§ **Fragmento del documento**

Diminutivos
El corrector ortográfico de Gmail no reconoce los diminutivos y me los señala cada vez que me propongo mandar un correo. Supongo que habrá alguna manera de configurarlo y darle la instrucción de que los consienta, pero hasta el momento no he conseguido hacerlo. Lo mismo da, no suelo emplear muchos diminutivos en mis cartas, como tampoco en mis textos. Y eso que, si cabe decirlo así, siento por ellos –por los diminutivos– no sólo cierta simpatía y afición sino también verdadero interés.
Meses atrás, a propósito de Cara de pan, la penúltima novela de Sara Mesa, que hace un uso estratégico y bastante eficaz de ellos, se me ocurrió escribir lo siguiente: “Qué raros son los diminutivos en la prosa literaria española, y qué difíciles de emplear, como no sea en contextos de infantilismo, de parodia o de impostada cursilería. Y sin embargo el diminutivo es un uso recurrente en los lenguajes íntimos de los adultos, ya sean familiares o amorosos, y su relativa proscripción de la prosa literaria puede servir para denunciar cuánto de ese impudor que de un tiempo a esta parte ostentan algunos narradores españoles se vierte en una lengua sin embargo pudorosa, estilísticamente recatada, cuidadosa de no incurrir en eso mismo: en cursilerías, en intimidades susceptibles de ridículo, en los idiolectos de la privacidad”.
El empleo de los diminutivos parece incompatible, salvo excepciones, con lo que cabe entender por decoro literario, un concepto que ha conocido toda suerte de subversiones
Me ciño en este apunte a la prosa literaria y a los narradores o narradoras, no importa ahora de qué país (aunque algunas modalidades del español popular, por ejemplo la peruana, son más proclives que otras al diminutivo). Pero lo mismo podría decirse de la lengua poética, tanto en el idioma español como en cualquier otro de los europeos. El problema se me antoja que es general: el empleo de los diminutivos parece incompatible, salvo en muy excepcionales contextos, con lo que cabe entender por decoro literario. En el transcurso de los dos últimos siglos, este concepto –el de “decoro literario”– ha conocido toda suerte de subversiones, sobre todo en lo relativo tanto a la expresión de la intimidad como de la sentimentalidad. La lengua literaria ha dado cabida a palabrotas y ordinarieces de la más varia ralea, ha desinhibido el vocabulario relativo al sexo y a la escatología, ha convertido en moneda corriente la procacidad, la obscenidad, la desvergüenza. Pero se me antoja que sigue existiendo todo un territorio pendiente de ser literariamente explotado fuera del amparo de la ironía o de la condescendencia: precisamente aquel en el que los diminutivos son moneda corriente.

§ **Consigna 1**
Indica si cada afirmación coincide con el texto sobre los diminutivos y responde sí o no, citando literalmente las palabras del texto que lo deciden. (a) El corrector ortográfico de Gmail reconoce los diminutivos. (b) Cara de pan es la penúltima novela de Sara Mesa. (c) La modalidad peruana del español popular es menos proclive al diminutivo que otras.
El texto sobre los diminutivos y los registros son materiales independientes entre sí.

[Registros extraídos]

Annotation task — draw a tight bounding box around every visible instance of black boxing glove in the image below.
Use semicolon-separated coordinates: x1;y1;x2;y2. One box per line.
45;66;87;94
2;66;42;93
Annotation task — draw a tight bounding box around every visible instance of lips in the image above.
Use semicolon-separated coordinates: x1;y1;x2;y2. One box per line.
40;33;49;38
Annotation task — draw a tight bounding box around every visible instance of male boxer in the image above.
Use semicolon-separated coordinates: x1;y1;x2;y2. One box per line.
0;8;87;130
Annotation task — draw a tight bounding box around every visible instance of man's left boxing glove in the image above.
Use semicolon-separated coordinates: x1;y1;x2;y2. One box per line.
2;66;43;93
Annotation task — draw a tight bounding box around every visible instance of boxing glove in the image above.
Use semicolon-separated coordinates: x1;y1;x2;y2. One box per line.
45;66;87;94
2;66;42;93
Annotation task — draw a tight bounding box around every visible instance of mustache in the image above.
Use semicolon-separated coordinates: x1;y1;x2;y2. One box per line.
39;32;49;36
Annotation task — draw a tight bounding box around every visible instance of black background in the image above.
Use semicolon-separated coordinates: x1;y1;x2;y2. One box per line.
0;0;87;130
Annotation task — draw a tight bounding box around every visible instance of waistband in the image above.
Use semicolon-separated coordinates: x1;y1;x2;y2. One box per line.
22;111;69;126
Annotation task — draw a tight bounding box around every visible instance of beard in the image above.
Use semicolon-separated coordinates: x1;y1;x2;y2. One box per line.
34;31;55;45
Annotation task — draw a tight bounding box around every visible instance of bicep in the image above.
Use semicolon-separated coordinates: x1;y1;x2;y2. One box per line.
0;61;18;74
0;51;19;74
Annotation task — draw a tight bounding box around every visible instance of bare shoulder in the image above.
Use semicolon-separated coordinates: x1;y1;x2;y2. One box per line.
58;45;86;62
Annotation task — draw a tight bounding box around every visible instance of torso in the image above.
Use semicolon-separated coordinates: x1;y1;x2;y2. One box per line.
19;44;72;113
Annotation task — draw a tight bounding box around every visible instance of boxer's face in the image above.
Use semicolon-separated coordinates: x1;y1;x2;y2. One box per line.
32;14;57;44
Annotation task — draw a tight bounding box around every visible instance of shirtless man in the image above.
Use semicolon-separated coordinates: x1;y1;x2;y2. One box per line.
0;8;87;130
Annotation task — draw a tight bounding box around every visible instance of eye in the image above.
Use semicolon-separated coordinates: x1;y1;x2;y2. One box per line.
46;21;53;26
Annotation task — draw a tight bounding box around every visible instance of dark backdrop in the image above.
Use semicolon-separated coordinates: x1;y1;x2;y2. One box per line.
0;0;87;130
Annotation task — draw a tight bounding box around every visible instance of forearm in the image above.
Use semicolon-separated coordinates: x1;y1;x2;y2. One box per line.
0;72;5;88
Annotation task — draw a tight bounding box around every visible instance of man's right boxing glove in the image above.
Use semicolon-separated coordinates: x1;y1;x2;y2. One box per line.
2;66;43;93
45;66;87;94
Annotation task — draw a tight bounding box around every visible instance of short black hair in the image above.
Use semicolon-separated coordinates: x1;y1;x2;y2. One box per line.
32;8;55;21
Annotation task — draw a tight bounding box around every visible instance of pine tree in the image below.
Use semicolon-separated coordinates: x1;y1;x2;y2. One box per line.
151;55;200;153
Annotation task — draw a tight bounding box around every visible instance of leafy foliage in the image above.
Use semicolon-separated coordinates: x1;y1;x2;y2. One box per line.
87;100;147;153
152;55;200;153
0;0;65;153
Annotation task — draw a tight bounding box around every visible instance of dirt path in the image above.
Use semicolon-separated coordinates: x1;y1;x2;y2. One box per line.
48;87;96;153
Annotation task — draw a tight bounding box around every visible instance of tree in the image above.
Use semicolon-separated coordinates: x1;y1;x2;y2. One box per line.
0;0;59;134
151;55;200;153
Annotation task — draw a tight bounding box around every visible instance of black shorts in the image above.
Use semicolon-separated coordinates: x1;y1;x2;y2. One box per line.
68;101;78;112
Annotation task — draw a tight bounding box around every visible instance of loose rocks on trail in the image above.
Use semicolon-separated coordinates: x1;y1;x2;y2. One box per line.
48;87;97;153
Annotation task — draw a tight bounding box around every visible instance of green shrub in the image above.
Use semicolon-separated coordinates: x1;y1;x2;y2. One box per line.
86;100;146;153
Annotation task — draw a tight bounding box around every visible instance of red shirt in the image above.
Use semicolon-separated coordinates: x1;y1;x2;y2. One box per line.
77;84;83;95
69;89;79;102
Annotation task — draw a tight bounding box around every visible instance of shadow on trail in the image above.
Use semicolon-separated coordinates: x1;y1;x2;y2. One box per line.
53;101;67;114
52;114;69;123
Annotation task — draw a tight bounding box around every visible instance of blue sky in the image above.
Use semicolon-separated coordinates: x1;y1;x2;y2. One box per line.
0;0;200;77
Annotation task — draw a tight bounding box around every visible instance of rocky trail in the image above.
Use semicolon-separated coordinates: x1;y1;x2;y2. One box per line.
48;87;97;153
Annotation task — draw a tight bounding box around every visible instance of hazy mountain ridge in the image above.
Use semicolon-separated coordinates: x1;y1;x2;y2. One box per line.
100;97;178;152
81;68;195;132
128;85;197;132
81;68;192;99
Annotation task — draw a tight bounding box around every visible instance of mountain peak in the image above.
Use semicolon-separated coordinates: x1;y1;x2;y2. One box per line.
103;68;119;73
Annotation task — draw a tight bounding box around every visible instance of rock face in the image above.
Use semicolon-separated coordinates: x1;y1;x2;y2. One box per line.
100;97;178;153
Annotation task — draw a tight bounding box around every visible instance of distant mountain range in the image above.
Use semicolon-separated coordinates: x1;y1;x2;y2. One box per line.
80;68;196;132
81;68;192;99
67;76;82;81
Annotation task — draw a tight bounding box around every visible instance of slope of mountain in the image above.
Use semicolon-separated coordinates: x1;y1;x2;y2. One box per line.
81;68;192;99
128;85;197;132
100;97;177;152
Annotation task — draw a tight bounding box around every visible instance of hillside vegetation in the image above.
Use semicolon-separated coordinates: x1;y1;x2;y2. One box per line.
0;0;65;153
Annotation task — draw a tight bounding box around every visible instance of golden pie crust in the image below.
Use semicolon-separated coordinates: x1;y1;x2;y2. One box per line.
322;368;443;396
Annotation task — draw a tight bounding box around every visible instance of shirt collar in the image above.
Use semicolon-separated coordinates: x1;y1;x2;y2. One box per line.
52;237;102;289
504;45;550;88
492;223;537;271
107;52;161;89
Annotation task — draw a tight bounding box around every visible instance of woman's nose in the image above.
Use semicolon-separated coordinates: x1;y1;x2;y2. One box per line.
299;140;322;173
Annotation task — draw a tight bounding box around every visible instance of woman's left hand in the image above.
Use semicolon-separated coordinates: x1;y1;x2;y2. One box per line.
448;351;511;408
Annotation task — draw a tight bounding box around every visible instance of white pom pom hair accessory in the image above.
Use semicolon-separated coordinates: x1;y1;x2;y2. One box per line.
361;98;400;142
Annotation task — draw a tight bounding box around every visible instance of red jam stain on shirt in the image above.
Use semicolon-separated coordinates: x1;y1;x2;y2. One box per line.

§ **Consigna 2**
Convierte en una tabla Markdown, con las columnas Número y Línea, solo las líneas de los registros que van desde la primera hasta la que contiene "34;31;55;45", ambas incluidas. Omite las líneas en blanco.

§ **Respuesta 1**
(a) No: "El corrector ortográfico de Gmail no reconoce los diminutivos".
(b) Sí: "Cara de pan, la penúltima novela de Sara Mesa".
(c) No: "algunas modalidades del español popular, por ejemplo la peruana, son más proclives que otras al diminutivo".

§ **Respuesta 2**
| Número | Línea |
|---|---|
| 1 | Annotation task — draw a tight bounding box around every visible instance of black boxing glove in the image below. |
| 2 | Use semicolon-separated coordinates: x1;y1;x2;y2. One box per line. |
| 3 | 45;66;87;94 |
| 4 | 2;66;42;93 |
| 5 | Annotation task — draw a tight bounding box around every visible instance of lips in the image above. |
| 6 | Use semicolon-separated coordinates: x1;y1;x2;y2. One box per line. |
| 7 | 40;33;49;38 |
| 8 | Annotation task — draw a tight bounding box around every visible instance of male boxer in the image above. |
| 9 | Use semicolon-separated coordinates: x1;y1;x2;y2. One box per line. |
| 10 | 0;8;87;130 |
| 11 | Annotation task — draw a tight bounding box around every visible instance of man's left boxing glove in the image above. |
| 12 | Use semicolon-separated coordinates: x1;y1;x2;y2. One box per line. |
| 13 | 2;66;43;93 |
| 14 | Annotation task — draw a tight bounding box around every visible instance of boxing glove in the image above. |
| 15 | Use semicolon-separated coordinates: x1;y1;x2;y2. One box per line. |
| 16 | 45;66;87;94 |
| 17 | 2;66;42;93 |
| 18 | Annotation task — draw a tight bounding box around every visible instance of mustache in the image above. |
| 19 | Use semicolon-separated coordinates: x1;y1;x2;y2. One box per line. |
| 20 | 39;32;49;36 |
| 21 | Annotation task — draw a tight bounding box around every visible instance of black background in the image above. |
| 22 | Use semicolon-separated coordinates: x1;y1;x2;y2. One box per line. |
| 23 | 0;0;87;130 |
| 24 | Annotation task — draw a tight bounding box around every visible instance of waistband in the image above. |
| 25 | Use semicolon-separated coordinates: x1;y1;x2;y2. One box per line. |
| 26 | 22;111;69;126 |
| 27 | Annotation task — draw a tight bounding box around every visible instance of beard in the image above. |
| 28 | Use semicolon-separated coordinates: x1;y1;x2;y2. One box per line. |
| 29 | 34;31;55;45 |